◆ SET EXERCISE ◆
Set out the part of the rows below that opens with the line containing "Where can the ash" and closes with the line containing "x=1040, y=846" as a numbered list, leaving out any blank lines.

◆ DATASET EXTRACT ◆
- - -

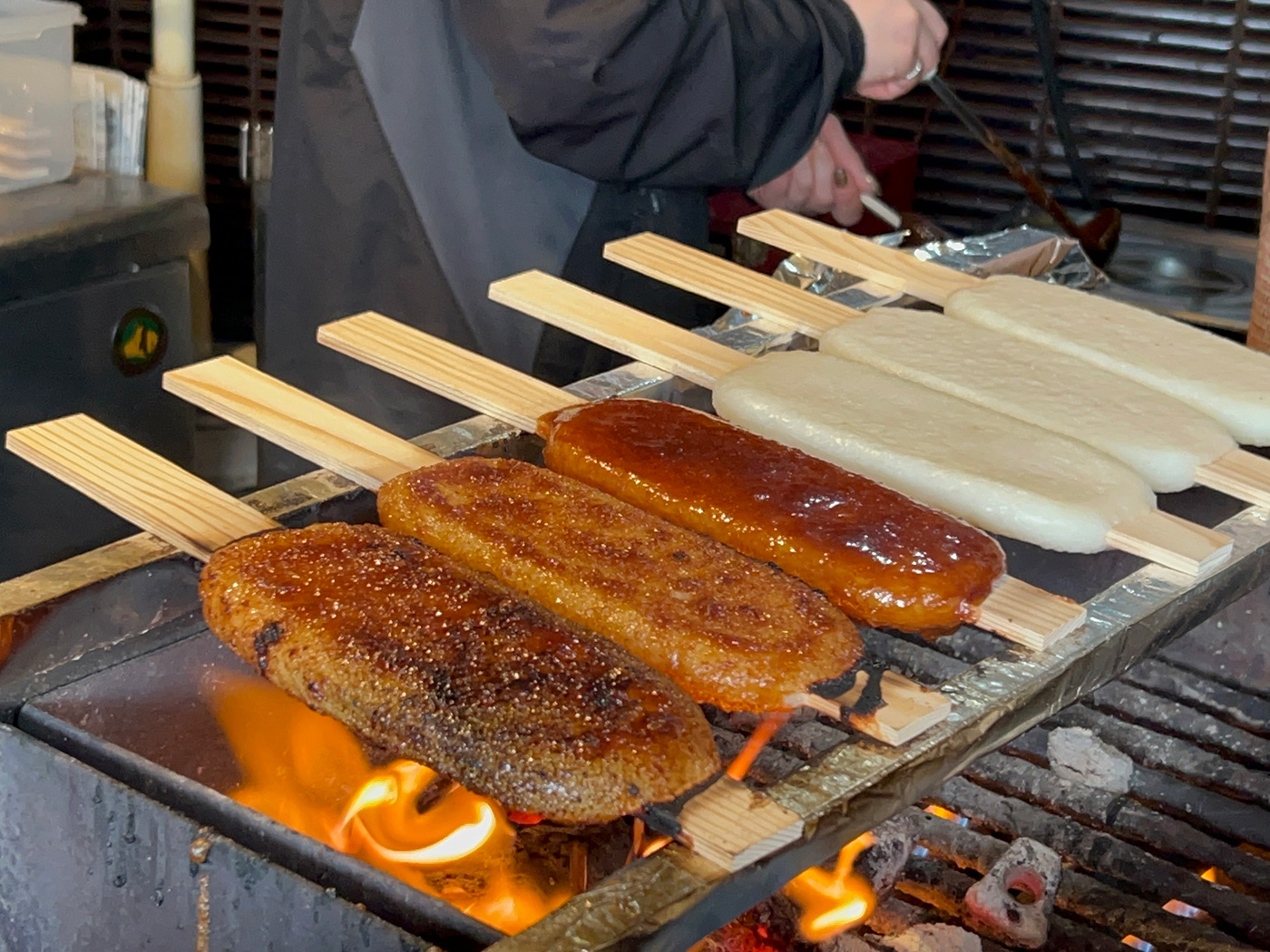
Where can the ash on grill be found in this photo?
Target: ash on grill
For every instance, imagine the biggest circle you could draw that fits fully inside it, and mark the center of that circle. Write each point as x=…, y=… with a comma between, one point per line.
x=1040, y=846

- - -

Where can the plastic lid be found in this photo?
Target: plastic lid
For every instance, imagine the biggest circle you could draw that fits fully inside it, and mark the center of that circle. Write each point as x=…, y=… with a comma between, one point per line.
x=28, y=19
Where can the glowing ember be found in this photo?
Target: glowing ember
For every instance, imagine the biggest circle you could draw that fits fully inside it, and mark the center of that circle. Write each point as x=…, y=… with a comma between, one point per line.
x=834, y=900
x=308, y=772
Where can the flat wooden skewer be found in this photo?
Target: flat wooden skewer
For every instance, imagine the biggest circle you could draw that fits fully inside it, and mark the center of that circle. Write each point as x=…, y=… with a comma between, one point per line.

- - -

◆ ANSWER TO THE EXERCISE ◆
1. Where can the ash on grill be found in this photo?
2. Target: ash on grill
3. For every instance, imagine the biggest circle you could draw that fits fully inside it, and mark the center of that circle. Write each point as x=…, y=… with a comma between, one point per line.
4. x=1040, y=846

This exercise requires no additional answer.